**Task to carry out:**
Without leaving out a single line, copy the records exactly.

**Listed entries:**

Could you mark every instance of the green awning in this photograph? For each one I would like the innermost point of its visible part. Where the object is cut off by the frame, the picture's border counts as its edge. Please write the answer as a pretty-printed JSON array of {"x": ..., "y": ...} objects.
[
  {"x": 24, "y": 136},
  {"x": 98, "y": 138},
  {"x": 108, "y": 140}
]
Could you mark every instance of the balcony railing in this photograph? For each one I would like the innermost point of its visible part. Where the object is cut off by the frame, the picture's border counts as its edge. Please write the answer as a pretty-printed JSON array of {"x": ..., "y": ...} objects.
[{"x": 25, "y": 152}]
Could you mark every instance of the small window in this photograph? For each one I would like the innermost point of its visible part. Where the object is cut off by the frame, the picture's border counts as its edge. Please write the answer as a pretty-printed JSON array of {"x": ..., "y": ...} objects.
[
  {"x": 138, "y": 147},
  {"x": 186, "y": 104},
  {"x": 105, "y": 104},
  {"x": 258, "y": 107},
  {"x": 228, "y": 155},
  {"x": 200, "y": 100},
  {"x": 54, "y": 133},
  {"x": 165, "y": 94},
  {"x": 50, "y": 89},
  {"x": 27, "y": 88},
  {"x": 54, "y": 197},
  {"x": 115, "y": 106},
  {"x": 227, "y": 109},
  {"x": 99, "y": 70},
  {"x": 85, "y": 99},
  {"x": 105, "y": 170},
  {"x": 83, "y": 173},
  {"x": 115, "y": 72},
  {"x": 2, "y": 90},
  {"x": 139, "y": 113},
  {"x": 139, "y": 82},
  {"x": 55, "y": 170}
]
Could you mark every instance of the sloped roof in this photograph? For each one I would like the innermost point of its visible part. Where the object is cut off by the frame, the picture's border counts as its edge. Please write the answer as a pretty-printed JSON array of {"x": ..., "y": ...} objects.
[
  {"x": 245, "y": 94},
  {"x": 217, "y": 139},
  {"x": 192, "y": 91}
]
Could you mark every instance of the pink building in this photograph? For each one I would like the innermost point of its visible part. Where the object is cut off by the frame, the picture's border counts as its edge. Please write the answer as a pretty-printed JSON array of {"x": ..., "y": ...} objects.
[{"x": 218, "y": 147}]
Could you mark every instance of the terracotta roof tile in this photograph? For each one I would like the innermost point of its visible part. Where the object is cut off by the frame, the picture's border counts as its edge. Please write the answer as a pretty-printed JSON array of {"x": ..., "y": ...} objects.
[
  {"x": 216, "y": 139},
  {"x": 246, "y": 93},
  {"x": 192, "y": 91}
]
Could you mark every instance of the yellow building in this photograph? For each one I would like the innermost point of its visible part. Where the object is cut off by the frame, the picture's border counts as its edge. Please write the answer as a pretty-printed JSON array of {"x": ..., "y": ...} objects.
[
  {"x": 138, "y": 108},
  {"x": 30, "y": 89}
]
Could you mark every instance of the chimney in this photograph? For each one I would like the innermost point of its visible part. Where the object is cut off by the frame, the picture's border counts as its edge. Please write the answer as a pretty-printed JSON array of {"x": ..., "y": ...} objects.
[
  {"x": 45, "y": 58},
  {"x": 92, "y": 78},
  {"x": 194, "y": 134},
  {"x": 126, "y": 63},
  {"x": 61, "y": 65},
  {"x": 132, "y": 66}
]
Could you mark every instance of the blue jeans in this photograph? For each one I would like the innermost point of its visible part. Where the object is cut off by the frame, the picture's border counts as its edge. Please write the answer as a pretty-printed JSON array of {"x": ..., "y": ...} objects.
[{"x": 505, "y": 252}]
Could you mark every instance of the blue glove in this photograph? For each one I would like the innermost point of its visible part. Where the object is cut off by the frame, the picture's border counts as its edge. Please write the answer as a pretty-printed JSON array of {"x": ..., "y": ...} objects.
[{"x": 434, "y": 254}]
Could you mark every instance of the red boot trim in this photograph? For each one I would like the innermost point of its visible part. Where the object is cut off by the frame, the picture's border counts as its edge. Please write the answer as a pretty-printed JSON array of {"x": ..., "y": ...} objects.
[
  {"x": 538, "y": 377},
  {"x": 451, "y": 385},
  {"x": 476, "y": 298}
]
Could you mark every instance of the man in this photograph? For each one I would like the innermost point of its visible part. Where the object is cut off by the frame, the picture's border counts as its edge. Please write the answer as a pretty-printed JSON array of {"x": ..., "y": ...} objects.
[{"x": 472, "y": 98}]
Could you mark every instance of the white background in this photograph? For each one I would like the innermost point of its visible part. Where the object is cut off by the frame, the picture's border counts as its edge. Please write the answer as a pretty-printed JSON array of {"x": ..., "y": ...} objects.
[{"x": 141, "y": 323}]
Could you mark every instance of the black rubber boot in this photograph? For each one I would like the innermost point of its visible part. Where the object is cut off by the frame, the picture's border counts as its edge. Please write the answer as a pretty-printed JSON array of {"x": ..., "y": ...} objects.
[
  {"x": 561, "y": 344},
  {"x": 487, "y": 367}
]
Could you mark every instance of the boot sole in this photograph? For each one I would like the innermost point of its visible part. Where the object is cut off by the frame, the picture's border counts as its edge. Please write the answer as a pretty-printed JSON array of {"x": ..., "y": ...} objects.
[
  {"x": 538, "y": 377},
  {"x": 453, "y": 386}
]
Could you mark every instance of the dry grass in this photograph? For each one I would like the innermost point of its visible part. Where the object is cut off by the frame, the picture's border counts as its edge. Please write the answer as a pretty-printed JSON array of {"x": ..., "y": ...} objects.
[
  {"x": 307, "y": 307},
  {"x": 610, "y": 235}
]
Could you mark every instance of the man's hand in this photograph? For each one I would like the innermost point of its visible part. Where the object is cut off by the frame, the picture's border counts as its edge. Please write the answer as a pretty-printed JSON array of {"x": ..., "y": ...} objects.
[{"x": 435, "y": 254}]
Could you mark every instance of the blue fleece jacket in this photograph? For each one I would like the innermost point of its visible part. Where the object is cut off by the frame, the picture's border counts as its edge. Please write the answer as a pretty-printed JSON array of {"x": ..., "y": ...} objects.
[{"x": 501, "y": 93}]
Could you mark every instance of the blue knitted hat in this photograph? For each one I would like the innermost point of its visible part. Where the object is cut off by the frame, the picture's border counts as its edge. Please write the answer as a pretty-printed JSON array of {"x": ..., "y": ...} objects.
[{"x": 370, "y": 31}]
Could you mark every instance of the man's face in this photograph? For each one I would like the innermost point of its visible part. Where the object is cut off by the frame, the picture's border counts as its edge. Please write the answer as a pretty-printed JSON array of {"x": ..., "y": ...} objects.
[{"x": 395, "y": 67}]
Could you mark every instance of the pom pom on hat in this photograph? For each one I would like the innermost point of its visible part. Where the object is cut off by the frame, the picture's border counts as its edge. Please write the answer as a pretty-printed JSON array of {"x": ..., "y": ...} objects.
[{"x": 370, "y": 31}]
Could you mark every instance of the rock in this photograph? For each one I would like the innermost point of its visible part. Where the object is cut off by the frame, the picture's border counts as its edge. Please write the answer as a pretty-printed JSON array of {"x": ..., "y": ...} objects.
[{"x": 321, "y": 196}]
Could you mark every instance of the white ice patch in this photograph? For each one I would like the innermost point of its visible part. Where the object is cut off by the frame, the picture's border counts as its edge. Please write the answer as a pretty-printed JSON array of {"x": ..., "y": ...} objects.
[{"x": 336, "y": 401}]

**Written answer:**
Could you mark every instance of the green awning in this photograph? For each one I would like the innermost point of its visible part. Where the object is cut off by the frame, the picture's border counts as its edge. Please write the answer as a pretty-printed JSON array of {"x": ..., "y": ...} objects.
[
  {"x": 24, "y": 136},
  {"x": 98, "y": 138},
  {"x": 108, "y": 140}
]
Could you mark every instance of the balcony railing in this photograph? For each one I would like the innermost point of its visible part. Where the object is cut off by the frame, the picture's border counts as its edge. Please write the answer as a pretty-printed JSON array of {"x": ..., "y": ...} objects.
[{"x": 25, "y": 152}]
Could you mark every instance of the small window in this photograph? For each one I would like the innermost point of its visible part. Where the object is cut off by the frame, the picture's border counts as its edge. Please write the answer as a pretty-printed JSON array of {"x": ..., "y": ...} objects.
[
  {"x": 138, "y": 147},
  {"x": 186, "y": 104},
  {"x": 105, "y": 104},
  {"x": 258, "y": 107},
  {"x": 228, "y": 155},
  {"x": 200, "y": 100},
  {"x": 54, "y": 133},
  {"x": 165, "y": 94},
  {"x": 50, "y": 89},
  {"x": 27, "y": 88},
  {"x": 54, "y": 197},
  {"x": 115, "y": 106},
  {"x": 227, "y": 109},
  {"x": 99, "y": 70},
  {"x": 85, "y": 99},
  {"x": 105, "y": 170},
  {"x": 83, "y": 173},
  {"x": 115, "y": 72},
  {"x": 2, "y": 90},
  {"x": 139, "y": 113},
  {"x": 139, "y": 82},
  {"x": 55, "y": 170}
]
Could you mark every instance of the sloped roof in this photograph? For each one I would like the innermost point of its visible part. Where the object is cut off by the frame, the picture's border counts as its edge. Please write the answer as a pretty-printed JSON array of {"x": ..., "y": ...} objects.
[
  {"x": 245, "y": 94},
  {"x": 217, "y": 139},
  {"x": 192, "y": 91}
]
Could you mark every instance of the pink building in this photograph? For each one I would like the innermost point of its visible part. Where the object is cut off by the frame, the picture's border counts as its edge. Please write the answer as a pretty-printed JSON array of {"x": ..., "y": ...} objects.
[{"x": 218, "y": 147}]
Could you mark every instance of the terracotta roof tile in this photograph? For each one I would like the innermost point of its visible part. Where the object is cut off by the frame, the picture's border counts as its edge. Please write the answer as a pretty-printed JSON array of {"x": ..., "y": ...} objects.
[
  {"x": 216, "y": 139},
  {"x": 246, "y": 93},
  {"x": 192, "y": 91}
]
Could you mark every instance of the yellow building in this photograph? For each one I would like the innermost point of its visible part. Where the object is cut off by the frame, the picture's border counts as its edge. Please write the answer as a pretty-printed JSON array of {"x": ..., "y": ...} objects.
[
  {"x": 138, "y": 108},
  {"x": 30, "y": 89}
]
Could you mark every instance of the chimney in this photograph? For each one I would like the innermost point of its visible part. Where the object is cut off by the frame, the picture's border counts as its edge. Please write the answer as a pretty-printed JSON array of {"x": ..., "y": ...} objects.
[
  {"x": 45, "y": 58},
  {"x": 92, "y": 78},
  {"x": 194, "y": 134},
  {"x": 126, "y": 63},
  {"x": 61, "y": 65},
  {"x": 132, "y": 66}
]
Could you mark every instance of the blue jeans in this photograph? For each one I would like the innermost point of its visible part. Where the object is cut off by the frame, the picture's border counts as its edge. Please write the answer as a pretty-printed JSON array of {"x": ..., "y": ...} objects.
[{"x": 505, "y": 252}]
Could you mark every instance of the blue glove in this photograph? For each one I would like the innermost point of its visible part. Where the object is cut off by the frame, the picture's border counts as its edge. Please write the answer as a pretty-printed JSON array of {"x": ..., "y": ...} objects.
[{"x": 434, "y": 254}]
Could you mark every instance of the red boot trim in this photograph? For each one I would like the innermost point of its visible part. Where the object is cut off by the frame, the picture's border counts as its edge. Please write the answer as a pretty-printed JSON array of {"x": ..., "y": ...} objects.
[
  {"x": 538, "y": 377},
  {"x": 451, "y": 385},
  {"x": 476, "y": 298}
]
Could you mark every instance of the man in this photograph? For each one I would like the innermost point of its visible part. Where the object is cut off by the frame, the picture's border counts as its edge. Please write the answer as a pretty-printed JSON array of {"x": ..., "y": ...} objects.
[{"x": 472, "y": 98}]
Could you mark every instance of the white background in this photograph? For each one I would like the innermost point of its visible part. Where the object is cut off by the frame, the picture's border counts as its edge. Please write the answer as a pretty-printed JSON array of {"x": ..., "y": ...} objects.
[{"x": 141, "y": 323}]
Could you mark every instance of the black rubber boot in this photograph? For each one I would like the innermost point of its visible part. Where the object is cut off by the frame, the picture's border counts as its edge. Please write the answer as a pretty-printed JSON array of {"x": ..., "y": ...} objects.
[
  {"x": 561, "y": 344},
  {"x": 487, "y": 367}
]
Could you mark every instance of the boot sole in this photograph? For each one I would like the innermost point of its visible part. Where the object is cut off by the frame, the picture's border counts as its edge. Please write the answer as a pretty-printed JSON array of {"x": ..., "y": ...} objects.
[
  {"x": 538, "y": 377},
  {"x": 453, "y": 386}
]
Could you mark every instance of the dry grass in this photograph? For each one I would like the innermost point of its visible part. Where the object is cut off by the frame, the picture's border counts as its edge. Please write the answer as a pretty-printed JSON array of {"x": ..., "y": ...} objects.
[
  {"x": 307, "y": 307},
  {"x": 610, "y": 235}
]
Could you mark every instance of the man's hand in this photograph? For each one I would like the innermost point of its visible part. Where the object is cut off by the frame, the picture's border counts as its edge. Please write the answer as a pretty-printed JSON array of {"x": ..., "y": ...} objects.
[{"x": 435, "y": 254}]
Could you mark every instance of the blue fleece jacket in this photograph? For each one I would like the innermost point of its visible part. Where the object is cut off by the frame, the picture's border counts as its edge. Please write the answer as a pretty-printed JSON array of {"x": ..., "y": ...} objects.
[{"x": 501, "y": 93}]
Could you mark every instance of the blue knitted hat in this photograph? For each one I would like the innermost point of its visible part. Where the object is cut off by the frame, the picture's border counts as its edge. Please write the answer as a pretty-printed JSON array of {"x": ..., "y": ...} objects.
[{"x": 370, "y": 31}]
Could you mark every instance of the man's face in this photograph? For each one I would like the innermost point of its visible part. Where the object is cut off by the frame, the picture's border counts as its edge. Please write the answer as a pretty-printed JSON array of {"x": ..., "y": ...} objects.
[{"x": 395, "y": 67}]
Could you mark every instance of the pom pom on hat in this photograph? For each one I would like the innermost point of its visible part. Where the object is cut off by the frame, the picture's border counts as its edge. Please write the answer as a pretty-printed JSON array of {"x": ..., "y": ...} objects.
[{"x": 370, "y": 31}]
Could you mark every instance of the rock in this photograph? For each one I would like the innermost point of its visible part. Where the object is cut off by the frame, the picture's border counts as its edge. Please write the answer as a pretty-printed JSON array of {"x": ..., "y": ...} objects.
[{"x": 321, "y": 196}]
Could you mark every instance of the white ice patch in this photograph? For each one I would like the innermost point of its visible part. Where the object is cut off by the frame, the picture's border counts as its edge. Please write the answer as a pretty-printed JSON array of {"x": ..., "y": ...} objects.
[{"x": 336, "y": 401}]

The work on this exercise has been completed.